### ACTION ITEM
As the lines appear below, please set them down exactly, starting at the first and finishing with the one containing "box: [101, 5, 146, 43]".

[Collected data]
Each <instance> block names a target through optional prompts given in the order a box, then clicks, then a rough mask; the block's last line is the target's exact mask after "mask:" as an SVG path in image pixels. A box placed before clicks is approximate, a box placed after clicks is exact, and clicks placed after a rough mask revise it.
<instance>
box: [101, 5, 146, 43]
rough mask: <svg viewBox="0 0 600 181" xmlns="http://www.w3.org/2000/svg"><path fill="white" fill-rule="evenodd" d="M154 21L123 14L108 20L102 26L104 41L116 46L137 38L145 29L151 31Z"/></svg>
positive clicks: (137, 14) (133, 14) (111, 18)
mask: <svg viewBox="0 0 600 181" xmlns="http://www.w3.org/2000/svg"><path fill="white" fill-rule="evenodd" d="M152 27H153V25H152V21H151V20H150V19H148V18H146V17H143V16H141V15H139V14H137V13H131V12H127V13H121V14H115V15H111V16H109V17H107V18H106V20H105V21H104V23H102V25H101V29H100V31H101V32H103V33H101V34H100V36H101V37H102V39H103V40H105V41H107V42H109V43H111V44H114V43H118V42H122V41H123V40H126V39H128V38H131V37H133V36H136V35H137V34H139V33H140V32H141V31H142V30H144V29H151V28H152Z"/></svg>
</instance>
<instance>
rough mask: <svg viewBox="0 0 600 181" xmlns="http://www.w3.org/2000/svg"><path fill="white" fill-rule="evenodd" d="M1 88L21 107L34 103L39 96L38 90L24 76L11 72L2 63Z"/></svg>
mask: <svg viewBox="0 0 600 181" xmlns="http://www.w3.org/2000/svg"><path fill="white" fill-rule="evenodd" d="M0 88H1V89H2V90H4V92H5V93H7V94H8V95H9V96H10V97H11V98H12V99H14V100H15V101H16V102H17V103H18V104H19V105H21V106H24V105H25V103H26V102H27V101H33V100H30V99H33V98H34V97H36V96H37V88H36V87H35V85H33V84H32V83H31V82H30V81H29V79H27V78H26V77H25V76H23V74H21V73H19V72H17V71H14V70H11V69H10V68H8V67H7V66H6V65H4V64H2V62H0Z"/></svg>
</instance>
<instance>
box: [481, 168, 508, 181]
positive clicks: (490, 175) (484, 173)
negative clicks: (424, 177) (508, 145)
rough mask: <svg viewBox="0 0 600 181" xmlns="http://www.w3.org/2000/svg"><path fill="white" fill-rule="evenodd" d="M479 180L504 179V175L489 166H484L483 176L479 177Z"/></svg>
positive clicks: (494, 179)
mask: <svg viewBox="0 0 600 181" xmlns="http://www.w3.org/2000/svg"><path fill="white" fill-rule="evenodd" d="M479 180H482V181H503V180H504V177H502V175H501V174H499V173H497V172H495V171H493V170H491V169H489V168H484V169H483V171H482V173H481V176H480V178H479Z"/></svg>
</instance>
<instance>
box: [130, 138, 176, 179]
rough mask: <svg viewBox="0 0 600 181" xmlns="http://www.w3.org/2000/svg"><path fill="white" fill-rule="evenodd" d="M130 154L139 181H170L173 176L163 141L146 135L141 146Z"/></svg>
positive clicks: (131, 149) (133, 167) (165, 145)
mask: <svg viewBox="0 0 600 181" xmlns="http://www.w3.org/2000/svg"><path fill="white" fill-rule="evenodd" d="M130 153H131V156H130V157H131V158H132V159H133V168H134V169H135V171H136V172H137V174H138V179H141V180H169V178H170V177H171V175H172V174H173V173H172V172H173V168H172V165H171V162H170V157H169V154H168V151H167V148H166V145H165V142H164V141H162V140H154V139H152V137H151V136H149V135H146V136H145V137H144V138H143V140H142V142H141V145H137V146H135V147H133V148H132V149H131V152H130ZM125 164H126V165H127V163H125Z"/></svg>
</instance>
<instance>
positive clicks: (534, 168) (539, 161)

### YOUR SOLUTION
Each <instance> block names a target through optional prompts given in the order a box, then clicks, then a rough mask; the block's last line is the target's exact mask after "mask:" as an SVG path in image pixels. A box placed before clicks is approximate, a box placed after clicks is exact, and clicks placed after a rough mask revise it.
<instance>
box: [101, 5, 146, 43]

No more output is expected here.